● Available records
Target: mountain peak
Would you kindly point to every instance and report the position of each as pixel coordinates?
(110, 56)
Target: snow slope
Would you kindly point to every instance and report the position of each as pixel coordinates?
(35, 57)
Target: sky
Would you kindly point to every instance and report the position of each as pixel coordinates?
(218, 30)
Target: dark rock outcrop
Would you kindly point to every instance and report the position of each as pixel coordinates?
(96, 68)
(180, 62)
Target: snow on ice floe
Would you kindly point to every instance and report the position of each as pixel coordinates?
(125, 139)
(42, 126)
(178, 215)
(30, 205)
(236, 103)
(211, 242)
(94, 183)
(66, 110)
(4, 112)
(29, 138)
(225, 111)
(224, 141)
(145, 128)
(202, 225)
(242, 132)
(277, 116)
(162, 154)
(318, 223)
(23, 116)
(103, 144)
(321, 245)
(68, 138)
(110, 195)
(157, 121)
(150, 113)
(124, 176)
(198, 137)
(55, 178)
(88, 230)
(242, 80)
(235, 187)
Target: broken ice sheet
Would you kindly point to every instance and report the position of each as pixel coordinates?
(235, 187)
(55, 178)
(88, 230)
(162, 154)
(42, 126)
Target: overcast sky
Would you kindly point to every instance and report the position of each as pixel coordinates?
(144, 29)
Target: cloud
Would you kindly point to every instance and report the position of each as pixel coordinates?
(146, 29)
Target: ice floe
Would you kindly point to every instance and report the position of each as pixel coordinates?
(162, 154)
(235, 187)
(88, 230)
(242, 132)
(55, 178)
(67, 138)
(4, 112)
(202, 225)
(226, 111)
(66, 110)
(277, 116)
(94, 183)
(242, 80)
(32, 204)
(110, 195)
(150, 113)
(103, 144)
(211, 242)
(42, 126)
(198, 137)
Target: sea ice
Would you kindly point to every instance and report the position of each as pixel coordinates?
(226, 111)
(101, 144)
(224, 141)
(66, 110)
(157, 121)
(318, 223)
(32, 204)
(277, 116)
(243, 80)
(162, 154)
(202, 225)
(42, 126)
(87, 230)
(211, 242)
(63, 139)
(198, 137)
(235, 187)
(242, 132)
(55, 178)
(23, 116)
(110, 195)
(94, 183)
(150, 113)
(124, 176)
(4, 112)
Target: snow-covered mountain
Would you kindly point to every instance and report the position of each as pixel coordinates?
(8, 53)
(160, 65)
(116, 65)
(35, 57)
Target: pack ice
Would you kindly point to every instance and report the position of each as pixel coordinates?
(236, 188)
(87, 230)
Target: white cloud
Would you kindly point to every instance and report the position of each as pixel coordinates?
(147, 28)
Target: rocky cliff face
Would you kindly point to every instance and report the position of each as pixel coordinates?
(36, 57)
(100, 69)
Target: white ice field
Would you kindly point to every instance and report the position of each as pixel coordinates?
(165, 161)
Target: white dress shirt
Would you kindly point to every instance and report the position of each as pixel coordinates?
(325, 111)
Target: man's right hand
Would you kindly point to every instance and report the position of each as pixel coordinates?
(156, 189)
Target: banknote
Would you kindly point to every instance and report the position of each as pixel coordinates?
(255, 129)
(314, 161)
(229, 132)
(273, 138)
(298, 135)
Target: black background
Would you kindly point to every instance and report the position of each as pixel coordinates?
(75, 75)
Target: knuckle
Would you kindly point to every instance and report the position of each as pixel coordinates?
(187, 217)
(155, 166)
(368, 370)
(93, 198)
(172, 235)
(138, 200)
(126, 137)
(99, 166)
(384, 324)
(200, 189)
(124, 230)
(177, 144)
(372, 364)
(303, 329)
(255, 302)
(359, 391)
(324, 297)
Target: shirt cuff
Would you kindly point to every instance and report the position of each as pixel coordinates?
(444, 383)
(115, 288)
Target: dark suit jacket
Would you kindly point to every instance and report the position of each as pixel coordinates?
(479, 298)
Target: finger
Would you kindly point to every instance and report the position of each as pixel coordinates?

● What you need to do
Set down the entries again, exactly as they stand above.

● Written solution
Target: mountain peak
Would you kindly point to every instance and report the position of each as pixel coordinates?
(110, 56)
Target: snow slope
Would you kindly point to every instance and report the position of each as pixel coordinates?
(35, 57)
Target: sky
Would you kindly point to every instance and report the position of each as pixel coordinates?
(218, 30)
Target: dark rock outcrop
Would you kindly point to every instance and report the position of each as pixel coordinates?
(96, 68)
(180, 62)
Target: snow on ice floe
Would you kindly point to every instance and report the position of each as pixel coordinates?
(125, 139)
(42, 126)
(178, 215)
(30, 205)
(236, 103)
(211, 242)
(94, 183)
(66, 110)
(4, 112)
(29, 138)
(225, 111)
(224, 141)
(145, 128)
(202, 225)
(242, 132)
(277, 116)
(162, 154)
(318, 223)
(23, 116)
(103, 144)
(321, 245)
(68, 138)
(110, 195)
(157, 121)
(150, 113)
(124, 176)
(198, 137)
(55, 178)
(88, 230)
(242, 80)
(235, 187)
Target: broken ice sheet
Would you kindly point to every instance and report the position of each as pixel coordinates?
(235, 187)
(55, 178)
(88, 230)
(162, 154)
(42, 126)
Target: overcast sky
Would you kindly point to every instance and report the position of each as pixel coordinates?
(144, 29)
Target: cloud
Would you kindly point to every instance and report the position of each as pixel coordinates?
(146, 29)
Target: ice floe
Would you kindly point to every instance and report the position of each as pixel coordinates?
(162, 154)
(235, 187)
(88, 230)
(242, 132)
(55, 178)
(67, 138)
(4, 112)
(202, 225)
(226, 111)
(66, 110)
(277, 116)
(94, 183)
(242, 80)
(32, 204)
(110, 195)
(150, 113)
(103, 144)
(211, 242)
(42, 126)
(198, 137)
Target: sea ice
Would you kindly point to every instance and report the position of each as pixel coordinates?
(226, 111)
(101, 144)
(224, 141)
(66, 110)
(157, 121)
(318, 223)
(32, 204)
(277, 116)
(243, 80)
(162, 154)
(202, 225)
(42, 126)
(87, 230)
(211, 242)
(63, 139)
(198, 137)
(235, 187)
(242, 132)
(55, 178)
(23, 116)
(110, 195)
(94, 183)
(150, 113)
(124, 176)
(4, 112)
Target: snow-covered mountain
Would you kindly point to every instance and report the position of each as pixel coordinates?
(8, 53)
(160, 65)
(116, 65)
(35, 57)
Target: pack ice
Would you kindly point to every instance and report the position of each as pixel coordinates?
(236, 188)
(87, 230)
Target: white cloud
Would you kindly point to every instance and report the position of each as pixel coordinates?
(147, 28)
Target: rocky cliff face
Would you kindly point to every instance and report the position of each as pixel coordinates?
(36, 57)
(100, 69)
Target: white ice field
Would you kindly point to every instance and report the position of each as pixel coordinates?
(165, 161)
Target: white dress shirt
Would you kindly point to every instance and report the position of each as pixel coordinates?
(325, 111)
Target: man's right hand
Would you kindly point to every instance and report the position of each as pixel coordinates?
(156, 189)
Target: banknote
Would you kindly point to every instance and report the position of each as pixel coordinates?
(255, 129)
(314, 161)
(229, 132)
(273, 138)
(298, 135)
Target: black background
Would you kindly point to every instance and report the position of each as pixel coordinates?
(75, 75)
Target: knuckle
Would you kindly point to every instance and report the position of each as pixel coordinates?
(187, 217)
(155, 166)
(368, 370)
(93, 198)
(172, 235)
(138, 200)
(126, 137)
(99, 166)
(384, 324)
(200, 189)
(124, 230)
(177, 144)
(372, 364)
(303, 329)
(255, 302)
(359, 391)
(324, 297)
Target: shirt cuff
Would you kindly point to every instance and report the position of each as pixel coordinates?
(444, 383)
(115, 288)
Target: dark suit jacket
Would you kindly point to every instance and report the position of each as pixel coordinates?
(479, 298)
Target: finger
Would you kindly point to every instance and report the position of each as pixel coordinates?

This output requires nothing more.